Aim - Reproduce the listing from the line holding "# test: point on every instance of the jacket cuff" through its final line, inclusive, with the request lines kept as they are. Scale every point coordinate by 2.6, rounding to whole numbers with halves rounded up.

Raw data -
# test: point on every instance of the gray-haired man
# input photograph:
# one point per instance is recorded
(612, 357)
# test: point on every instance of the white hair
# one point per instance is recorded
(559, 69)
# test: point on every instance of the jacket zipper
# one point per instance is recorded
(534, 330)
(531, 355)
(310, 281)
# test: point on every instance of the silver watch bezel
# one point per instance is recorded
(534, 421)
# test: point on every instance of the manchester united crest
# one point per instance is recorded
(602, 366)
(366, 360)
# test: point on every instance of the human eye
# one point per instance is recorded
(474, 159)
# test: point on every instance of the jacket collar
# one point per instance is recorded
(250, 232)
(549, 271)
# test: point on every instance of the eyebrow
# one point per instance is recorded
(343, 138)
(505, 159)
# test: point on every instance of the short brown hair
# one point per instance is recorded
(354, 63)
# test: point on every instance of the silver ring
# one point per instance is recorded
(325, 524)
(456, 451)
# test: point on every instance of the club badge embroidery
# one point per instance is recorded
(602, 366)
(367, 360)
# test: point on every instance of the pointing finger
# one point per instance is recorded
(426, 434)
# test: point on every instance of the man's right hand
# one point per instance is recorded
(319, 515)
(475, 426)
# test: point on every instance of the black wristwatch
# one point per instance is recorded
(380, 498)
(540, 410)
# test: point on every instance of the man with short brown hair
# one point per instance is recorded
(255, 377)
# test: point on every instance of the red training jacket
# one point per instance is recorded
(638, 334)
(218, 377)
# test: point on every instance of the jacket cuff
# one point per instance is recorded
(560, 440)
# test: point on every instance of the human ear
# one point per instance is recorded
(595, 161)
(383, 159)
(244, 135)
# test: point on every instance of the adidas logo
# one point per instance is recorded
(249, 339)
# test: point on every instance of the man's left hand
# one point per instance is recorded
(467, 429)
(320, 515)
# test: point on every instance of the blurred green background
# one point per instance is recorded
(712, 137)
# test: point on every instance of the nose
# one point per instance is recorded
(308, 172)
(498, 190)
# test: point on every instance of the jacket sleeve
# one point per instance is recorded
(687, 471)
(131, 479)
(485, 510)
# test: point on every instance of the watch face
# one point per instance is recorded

Solution for this task -
# test: point on every instance of the jacket cuff
# one point per instance is recorded
(1456, 1144)
# test: point on every instance of the human ear
# one point per instance is recorded
(1547, 419)
(996, 413)
(634, 351)
# test: point on every instance of the adidas logo
# one point per instance is recorded
(647, 881)
# test: point on every instance of the man's left hand
# one point per instance is recorded
(1214, 1115)
(832, 1339)
# test: point on every instance of the blurred green background
# one point per instance is recorded
(1851, 356)
# test: point on every instance of the nose
# one point per instance is recorded
(801, 447)
(1295, 494)
# test: point on every instance of the jacket sleeve
# one point per instance is recorded
(1786, 1225)
(341, 1245)
(1261, 1326)
# test: point on every instance of the watch face
# one point per instance is recorded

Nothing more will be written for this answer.